▸ WORK ORDER: Please output the entries below exactly as they are.

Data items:
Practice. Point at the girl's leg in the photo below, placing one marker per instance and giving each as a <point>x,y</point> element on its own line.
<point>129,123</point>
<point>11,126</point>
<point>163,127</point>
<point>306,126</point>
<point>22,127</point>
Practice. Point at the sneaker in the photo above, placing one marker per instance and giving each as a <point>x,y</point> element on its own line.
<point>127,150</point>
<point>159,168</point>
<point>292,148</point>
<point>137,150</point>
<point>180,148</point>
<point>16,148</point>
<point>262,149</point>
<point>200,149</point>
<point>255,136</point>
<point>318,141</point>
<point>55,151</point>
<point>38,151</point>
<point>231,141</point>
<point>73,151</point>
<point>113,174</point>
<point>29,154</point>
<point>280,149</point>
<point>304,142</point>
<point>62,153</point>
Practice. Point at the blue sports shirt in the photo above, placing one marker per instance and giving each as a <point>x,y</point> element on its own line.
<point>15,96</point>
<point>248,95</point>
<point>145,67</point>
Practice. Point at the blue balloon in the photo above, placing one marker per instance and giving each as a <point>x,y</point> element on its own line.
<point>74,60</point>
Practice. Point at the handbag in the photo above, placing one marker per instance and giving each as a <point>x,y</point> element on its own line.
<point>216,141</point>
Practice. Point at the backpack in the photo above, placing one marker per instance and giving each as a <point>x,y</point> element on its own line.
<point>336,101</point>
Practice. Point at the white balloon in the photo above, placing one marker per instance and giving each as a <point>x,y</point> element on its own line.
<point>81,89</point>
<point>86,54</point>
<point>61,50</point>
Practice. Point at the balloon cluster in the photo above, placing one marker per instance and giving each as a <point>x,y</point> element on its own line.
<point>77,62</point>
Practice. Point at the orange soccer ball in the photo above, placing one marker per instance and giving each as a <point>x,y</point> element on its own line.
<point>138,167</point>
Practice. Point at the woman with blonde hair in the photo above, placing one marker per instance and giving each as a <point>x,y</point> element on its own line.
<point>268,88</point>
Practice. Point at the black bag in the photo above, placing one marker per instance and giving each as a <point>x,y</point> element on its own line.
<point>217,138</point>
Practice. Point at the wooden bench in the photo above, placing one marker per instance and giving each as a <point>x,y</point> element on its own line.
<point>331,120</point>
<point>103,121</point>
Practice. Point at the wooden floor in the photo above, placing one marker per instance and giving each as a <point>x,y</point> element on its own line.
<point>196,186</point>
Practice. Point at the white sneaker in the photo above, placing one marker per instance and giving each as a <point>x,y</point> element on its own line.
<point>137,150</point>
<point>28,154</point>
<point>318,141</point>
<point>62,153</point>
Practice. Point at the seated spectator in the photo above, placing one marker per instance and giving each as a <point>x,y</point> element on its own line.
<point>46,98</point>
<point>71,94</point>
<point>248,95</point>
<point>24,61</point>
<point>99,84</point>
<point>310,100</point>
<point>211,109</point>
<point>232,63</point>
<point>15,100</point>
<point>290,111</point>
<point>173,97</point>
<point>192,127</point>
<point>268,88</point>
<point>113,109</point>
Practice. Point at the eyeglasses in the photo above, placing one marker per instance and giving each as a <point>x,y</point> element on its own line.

▸ OUTPUT:
Practice. Point at the girl's leg in the photo below, placing one marker per instance and giving each as a <point>x,y</point> element on its own line.
<point>129,123</point>
<point>11,126</point>
<point>163,127</point>
<point>306,126</point>
<point>22,127</point>
Practice. Point at the sneaker in the photo above, placing one marker per instance and giving each as a <point>x,y</point> element on its own line.
<point>127,150</point>
<point>159,168</point>
<point>292,148</point>
<point>137,150</point>
<point>180,148</point>
<point>16,148</point>
<point>262,149</point>
<point>200,149</point>
<point>255,136</point>
<point>318,141</point>
<point>55,151</point>
<point>38,151</point>
<point>231,141</point>
<point>73,151</point>
<point>113,174</point>
<point>29,154</point>
<point>280,149</point>
<point>304,142</point>
<point>62,153</point>
Practice. Point at the blue sports shirt in the photo above, placing one marker per instance and giving each as a <point>x,y</point> element on its own line.
<point>15,96</point>
<point>248,95</point>
<point>145,67</point>
Practice. Point at the blue balloon in the photo above, placing one marker per instance and giving each as a <point>x,y</point> element on its own line.
<point>74,60</point>
Practice. Point at the handbag in the photo above, placing one marker per instance and giving each as a <point>x,y</point> element on its own line.
<point>216,141</point>
Practice. Point at the backpack in the photo above, placing one marker per instance and giving each as a <point>x,y</point> element on its own line.
<point>336,101</point>
Practice. Point at the white balloon in the photo above, placing one marker per instance and giving each as a <point>x,y</point> element on its own line.
<point>81,89</point>
<point>86,54</point>
<point>61,50</point>
Practice. Point at the balloon cluster in the photo above, placing one marker per instance and giving each as a <point>x,y</point> element on its own line.
<point>77,62</point>
Practice. Point at the orange soccer ball in the photo above, placing one marker per instance and giving each as a <point>x,y</point> element on its own line.
<point>138,167</point>
Practice. Point at the woman with blonde hair in the photo above, placing one marker per instance and giving each as a <point>x,y</point> element on its own line.
<point>268,88</point>
Practice. Point at the black bag in the photo above, placing one marker per instance and giving each as a <point>x,y</point> element on its own line.
<point>217,138</point>
Practice. Point at the wooden bench in the photo above, placing one marker per instance and giving each as a <point>x,y</point> element on its own line.
<point>331,120</point>
<point>103,121</point>
Practice. Point at the wooden floor in the photo above, placing one marker per instance and giving each as a <point>x,y</point> element on its own line.
<point>196,186</point>
Practice. Point at the white sneaker in the photo above, placing one marker per instance and giving each as a <point>x,y</point> element on its own line.
<point>137,150</point>
<point>28,154</point>
<point>318,141</point>
<point>62,153</point>
Practice. Point at the seated spectator in the photo above, placing one marker per instance and giving each as a <point>x,y</point> element on its own line.
<point>46,98</point>
<point>71,94</point>
<point>248,95</point>
<point>24,61</point>
<point>99,84</point>
<point>310,100</point>
<point>211,109</point>
<point>232,63</point>
<point>15,100</point>
<point>290,111</point>
<point>173,97</point>
<point>192,127</point>
<point>268,88</point>
<point>113,109</point>
Practice. Point at the eyeglasses in the photo above, placing one marker per instance and giving each as a <point>x,y</point> element on its own line.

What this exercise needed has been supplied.